== Short problem A ==
Retype the listing from the line with "query (the noun phrase to segment): azulejo" to the line with "of the azulejo", including both of those lines.

== Passage shown ==
2015-03-11 Thread Tim Bell


 -Original Message-
 From: Jeremy Stanley [mailto:fu...@yuggoth.org]
 Sent: 11 March 2015 20:40
 To: OpenStack Development Mailing List (not for usage questions)
 Subject: Re: [openstack-dev] Avoiding regression in project governance
 
 On 2015-03-11 19:06:21 + (+), Tim Bell wrote:
 [...]
  I think we can make this work. Assuming more than N (to my mind 
  5 or so) deployments report they are using project X, we can say that
  this is used in production/POC/... and the number of
  nodes/hypervisors/etc.
 
  This makes it concrete and anonymous to avoid the fishing queries.
  It also allows our community to enter what they are doing in one place
  rather than answering multiple surveys. I am keen to avoid generic
  queries such as How many hypervisors are installed for public clouds
  using Xen but if we have an agreement that 5 avoids company
  identification, I feel this is feasible.

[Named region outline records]
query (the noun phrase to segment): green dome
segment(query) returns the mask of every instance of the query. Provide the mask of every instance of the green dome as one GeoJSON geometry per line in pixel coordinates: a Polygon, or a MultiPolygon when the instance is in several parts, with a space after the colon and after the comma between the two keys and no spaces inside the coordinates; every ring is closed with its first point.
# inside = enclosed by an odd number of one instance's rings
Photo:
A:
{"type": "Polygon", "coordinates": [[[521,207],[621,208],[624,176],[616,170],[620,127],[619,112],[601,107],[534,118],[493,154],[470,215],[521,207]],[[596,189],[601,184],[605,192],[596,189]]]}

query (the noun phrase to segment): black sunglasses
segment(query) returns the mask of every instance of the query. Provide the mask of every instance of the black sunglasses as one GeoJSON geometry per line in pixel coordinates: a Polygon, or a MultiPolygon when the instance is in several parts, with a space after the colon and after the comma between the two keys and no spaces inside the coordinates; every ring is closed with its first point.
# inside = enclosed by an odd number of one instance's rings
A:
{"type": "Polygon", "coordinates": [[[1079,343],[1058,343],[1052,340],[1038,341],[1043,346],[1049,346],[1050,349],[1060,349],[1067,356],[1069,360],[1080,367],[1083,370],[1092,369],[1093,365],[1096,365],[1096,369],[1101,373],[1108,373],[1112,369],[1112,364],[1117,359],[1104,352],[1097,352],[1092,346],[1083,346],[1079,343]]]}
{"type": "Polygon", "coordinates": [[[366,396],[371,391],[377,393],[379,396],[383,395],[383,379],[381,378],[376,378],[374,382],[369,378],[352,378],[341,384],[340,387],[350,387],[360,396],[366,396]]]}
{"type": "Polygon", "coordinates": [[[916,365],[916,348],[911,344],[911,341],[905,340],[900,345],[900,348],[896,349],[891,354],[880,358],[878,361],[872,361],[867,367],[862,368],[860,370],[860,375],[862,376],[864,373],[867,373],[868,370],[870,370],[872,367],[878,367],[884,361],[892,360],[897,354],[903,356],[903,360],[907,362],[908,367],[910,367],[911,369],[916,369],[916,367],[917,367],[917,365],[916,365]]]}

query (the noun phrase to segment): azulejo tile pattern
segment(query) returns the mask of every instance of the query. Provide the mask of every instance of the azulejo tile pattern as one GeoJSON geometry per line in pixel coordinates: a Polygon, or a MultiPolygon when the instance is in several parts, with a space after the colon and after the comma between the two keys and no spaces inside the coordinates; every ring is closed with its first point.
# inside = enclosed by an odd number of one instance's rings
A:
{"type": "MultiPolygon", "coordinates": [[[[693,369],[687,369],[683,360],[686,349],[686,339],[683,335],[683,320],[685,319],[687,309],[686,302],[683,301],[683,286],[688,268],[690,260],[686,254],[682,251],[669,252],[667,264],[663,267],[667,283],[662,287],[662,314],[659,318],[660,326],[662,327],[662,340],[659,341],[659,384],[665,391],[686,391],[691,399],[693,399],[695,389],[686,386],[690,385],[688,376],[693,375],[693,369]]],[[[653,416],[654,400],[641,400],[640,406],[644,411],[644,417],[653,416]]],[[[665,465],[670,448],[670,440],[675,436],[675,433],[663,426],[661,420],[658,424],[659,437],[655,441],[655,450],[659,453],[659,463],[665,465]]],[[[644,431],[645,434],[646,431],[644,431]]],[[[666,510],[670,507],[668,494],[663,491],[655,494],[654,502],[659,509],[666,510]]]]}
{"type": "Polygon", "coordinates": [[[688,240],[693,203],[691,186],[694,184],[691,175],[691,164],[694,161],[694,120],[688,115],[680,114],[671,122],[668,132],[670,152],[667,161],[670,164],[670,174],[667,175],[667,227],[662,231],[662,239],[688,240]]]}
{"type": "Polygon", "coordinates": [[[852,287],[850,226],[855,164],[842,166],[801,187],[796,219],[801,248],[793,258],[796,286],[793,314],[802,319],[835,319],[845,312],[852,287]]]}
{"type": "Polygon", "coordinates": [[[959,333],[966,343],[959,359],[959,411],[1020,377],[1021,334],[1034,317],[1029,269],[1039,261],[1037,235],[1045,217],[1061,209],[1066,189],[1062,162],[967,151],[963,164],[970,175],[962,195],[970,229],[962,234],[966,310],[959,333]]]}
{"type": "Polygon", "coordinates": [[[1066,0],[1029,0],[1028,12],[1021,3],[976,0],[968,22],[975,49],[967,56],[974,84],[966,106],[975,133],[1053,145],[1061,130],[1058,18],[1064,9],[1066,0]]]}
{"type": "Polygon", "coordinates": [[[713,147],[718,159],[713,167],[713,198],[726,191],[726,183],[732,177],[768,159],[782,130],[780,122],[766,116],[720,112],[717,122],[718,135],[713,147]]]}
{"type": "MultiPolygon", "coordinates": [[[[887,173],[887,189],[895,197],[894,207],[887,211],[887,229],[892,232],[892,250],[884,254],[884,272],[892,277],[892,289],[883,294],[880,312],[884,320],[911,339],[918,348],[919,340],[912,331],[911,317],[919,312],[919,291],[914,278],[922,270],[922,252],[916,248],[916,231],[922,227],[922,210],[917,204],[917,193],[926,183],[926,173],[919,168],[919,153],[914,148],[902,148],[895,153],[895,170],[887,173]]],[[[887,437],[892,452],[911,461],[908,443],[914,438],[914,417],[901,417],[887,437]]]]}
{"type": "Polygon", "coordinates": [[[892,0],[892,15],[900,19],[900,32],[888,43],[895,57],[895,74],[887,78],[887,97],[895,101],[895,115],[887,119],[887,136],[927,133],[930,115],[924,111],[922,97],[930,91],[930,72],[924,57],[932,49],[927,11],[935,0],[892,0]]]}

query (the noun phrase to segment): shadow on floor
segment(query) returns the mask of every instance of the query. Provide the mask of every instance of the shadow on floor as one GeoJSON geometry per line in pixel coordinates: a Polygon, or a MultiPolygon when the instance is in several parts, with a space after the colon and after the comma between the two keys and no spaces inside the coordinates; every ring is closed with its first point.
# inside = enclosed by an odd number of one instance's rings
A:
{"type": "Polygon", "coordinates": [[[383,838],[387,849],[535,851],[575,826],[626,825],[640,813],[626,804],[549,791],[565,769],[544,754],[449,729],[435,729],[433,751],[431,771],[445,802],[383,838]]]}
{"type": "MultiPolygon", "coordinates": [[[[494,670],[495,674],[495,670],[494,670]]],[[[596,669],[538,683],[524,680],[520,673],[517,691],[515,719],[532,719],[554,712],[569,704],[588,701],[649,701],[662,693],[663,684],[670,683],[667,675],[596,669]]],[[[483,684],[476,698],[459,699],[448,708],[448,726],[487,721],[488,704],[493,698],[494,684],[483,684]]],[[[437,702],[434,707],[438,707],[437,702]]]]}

== Short problem B ==
In the email excerpt, which hypervisor is named in the example of a generic query the writer wants to avoid?

== Task answer A ==
query (the noun phrase to segment): azulejo tile pattern
segment(query) returns the mask of every instance of the query. Provide the mask of every instance of the azulejo tile pattern as one GeoJSON geometry per line in pixel coordinates: a Polygon, or a MultiPolygon when the instance is in several parts, with a space after the colon and after the comma between the two keys and no spaces inside the coordinates; every ring is closed with its first point.

== Task answer B ==
Xen